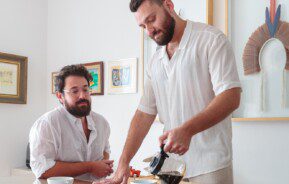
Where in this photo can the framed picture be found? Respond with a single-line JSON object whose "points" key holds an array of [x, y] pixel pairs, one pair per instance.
{"points": [[122, 76], [96, 71], [13, 79], [53, 78]]}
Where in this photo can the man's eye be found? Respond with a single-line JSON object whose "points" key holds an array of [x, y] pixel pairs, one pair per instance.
{"points": [[74, 91]]}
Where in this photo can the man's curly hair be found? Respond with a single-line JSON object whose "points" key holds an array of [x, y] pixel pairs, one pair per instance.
{"points": [[135, 4], [71, 70]]}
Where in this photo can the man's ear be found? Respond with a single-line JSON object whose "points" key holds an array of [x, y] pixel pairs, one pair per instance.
{"points": [[60, 97]]}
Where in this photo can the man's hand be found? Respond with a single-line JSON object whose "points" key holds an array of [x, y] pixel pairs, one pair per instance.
{"points": [[178, 140], [101, 168], [121, 176]]}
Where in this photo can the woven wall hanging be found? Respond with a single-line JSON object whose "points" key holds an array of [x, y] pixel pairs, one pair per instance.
{"points": [[272, 29]]}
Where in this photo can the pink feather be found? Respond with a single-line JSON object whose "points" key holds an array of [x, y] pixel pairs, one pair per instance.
{"points": [[272, 10]]}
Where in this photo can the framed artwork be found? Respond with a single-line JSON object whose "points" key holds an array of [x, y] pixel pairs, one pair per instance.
{"points": [[13, 79], [122, 76], [53, 78], [96, 71]]}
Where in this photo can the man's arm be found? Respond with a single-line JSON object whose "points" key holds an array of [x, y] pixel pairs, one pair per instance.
{"points": [[100, 169], [178, 139], [139, 128], [105, 155]]}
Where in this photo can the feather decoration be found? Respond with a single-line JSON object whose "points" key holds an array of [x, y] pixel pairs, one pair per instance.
{"points": [[272, 10]]}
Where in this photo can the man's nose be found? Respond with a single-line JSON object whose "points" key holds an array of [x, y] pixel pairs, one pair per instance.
{"points": [[150, 31], [82, 94]]}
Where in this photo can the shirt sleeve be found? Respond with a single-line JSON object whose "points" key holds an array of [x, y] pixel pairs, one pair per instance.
{"points": [[148, 101], [222, 65], [42, 148]]}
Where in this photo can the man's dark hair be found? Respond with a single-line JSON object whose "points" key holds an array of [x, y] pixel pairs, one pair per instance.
{"points": [[71, 70], [135, 4]]}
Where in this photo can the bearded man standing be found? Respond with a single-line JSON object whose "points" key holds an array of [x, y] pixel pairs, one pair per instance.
{"points": [[193, 85], [71, 140]]}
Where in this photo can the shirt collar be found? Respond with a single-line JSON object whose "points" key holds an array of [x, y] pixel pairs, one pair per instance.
{"points": [[74, 119], [184, 40]]}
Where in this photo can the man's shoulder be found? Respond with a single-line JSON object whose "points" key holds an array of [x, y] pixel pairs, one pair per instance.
{"points": [[48, 117], [205, 30]]}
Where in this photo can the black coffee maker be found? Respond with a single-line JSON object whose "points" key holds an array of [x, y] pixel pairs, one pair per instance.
{"points": [[170, 170]]}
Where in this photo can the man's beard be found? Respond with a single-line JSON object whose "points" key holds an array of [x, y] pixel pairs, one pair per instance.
{"points": [[168, 31], [78, 111]]}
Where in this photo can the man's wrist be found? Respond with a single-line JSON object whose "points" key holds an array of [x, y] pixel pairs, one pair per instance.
{"points": [[89, 166], [124, 161], [189, 129]]}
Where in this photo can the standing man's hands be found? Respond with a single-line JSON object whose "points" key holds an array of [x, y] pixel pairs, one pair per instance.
{"points": [[120, 177], [178, 140], [101, 168]]}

:: To do ::
Quote all of the lines above word for word, omitting the pictures.

:: Exercise result ::
Where in this photo can the framed picture be found? Respond with a single-line JSON object whose "points" key holds an array of [x, y] pixel pairs, one pair per instance.
{"points": [[122, 76], [96, 71], [13, 79], [53, 78]]}
Where in this photo can the man's eye be found? Respond with a single-line JSON object whose "points" key holds an array of [x, y] pixel pairs, one pair per instance.
{"points": [[74, 91]]}
Where in this photo can the man's curly hair be found? Respond with a single-line JSON object whose "points" key holds an array of [x, y] pixel pairs, one pair per instance.
{"points": [[135, 4], [71, 70]]}
Where in this photo can the man's ear be found? Respond with a single-line JSON object whose "points" key holds an array of [x, y] pixel pairs, one pair per instance.
{"points": [[60, 97]]}
Where in this photo can the man's hand be found? Respond with a single-line JSON object whose "points" key holds an array of [x, y] pixel pairs, one pair per instance.
{"points": [[178, 140], [101, 168], [121, 176]]}
Where in this photo can the woven wall hanging be found? Respond with a single-line JSON object whose "points" key holds an array of [x, y] pixel pairs, one pair per instance.
{"points": [[272, 29]]}
Where in this photo can the pink feather be found? Respond with a single-line JSON object whose "points" key holds an array of [x, y] pixel pairs, one pair per instance.
{"points": [[272, 10]]}
Where in this photo can the framed artwork be found? Respond with a single-line JSON object whose "points" key holds an array of [x, y] pixel pairs, one pair per instance.
{"points": [[13, 79], [122, 76], [53, 78], [96, 71]]}
Where in this photo can the man's arm be found? Respond with a single-line JSON object whose "points" key holds an array of [x, y] pixel pairs, one pair per instance.
{"points": [[100, 169], [178, 139], [139, 128], [105, 155]]}
Where in this photo can the feather decoration be found? Respond with a single-line JSON object whose "points" key holds an array of [x, y] pixel pairs, one pair per instance.
{"points": [[272, 10]]}
Where in this photo can the man's nose be found? Respond with a single-line JSON object whose "points" key holds an array of [x, y] pixel pairs, one pair per instance.
{"points": [[150, 31], [82, 94]]}
Where in this photo can the shirt sleeve be found? Respond with a single-line JSON object whose "points" key holds an array of [x, y] pixel pairs, one pair per instance.
{"points": [[148, 101], [222, 65], [42, 148]]}
Where in this photo can the man's dark hair be found? Respond with a single-line JSON object whose "points" key holds an array of [x, y] pixel pairs, one pair per instance.
{"points": [[71, 70], [135, 4]]}
Where in this photo can the bearded man standing be found? Respond with a single-line JSON object whose "points" key holds an array of [x, y] pixel pairs, one pair per instance.
{"points": [[193, 85], [71, 140]]}
Where in this photo can the shirt collar be found? Respond with a single-line JSON object whose "points" key holds an array of [x, y] pixel pairs, one pair per instance.
{"points": [[74, 119], [184, 40]]}
Where in this photo can the man's shoulder be found? Respond with a single-line JSON object whose "points" key holds an array of [x, y] pixel pairs, one pair per instance.
{"points": [[48, 117], [205, 30]]}
Where in this photo can the black coffee maker be found? Respond with a single-line JSON object whose "points" key holds an array of [x, y] pixel pairs, one pair per instance.
{"points": [[170, 170]]}
Where in this photo can the man's beard be found? Respond with a single-line JSON object whose "points" key holds an array of [x, y] pixel pairs, one pair per instance.
{"points": [[168, 31], [78, 111]]}
Where in this photo can the man's wrist be found? Respond with a single-line JSON object whose "points" key holds an array of [x, y] pixel pairs, one pair per instance.
{"points": [[89, 166], [124, 161], [189, 129]]}
Where in this photo can the standing man's hands be found? Respond with a single-line JSON object whose "points" key holds an array of [x, y] pixel pairs, one pair per instance.
{"points": [[120, 177], [178, 140], [101, 168]]}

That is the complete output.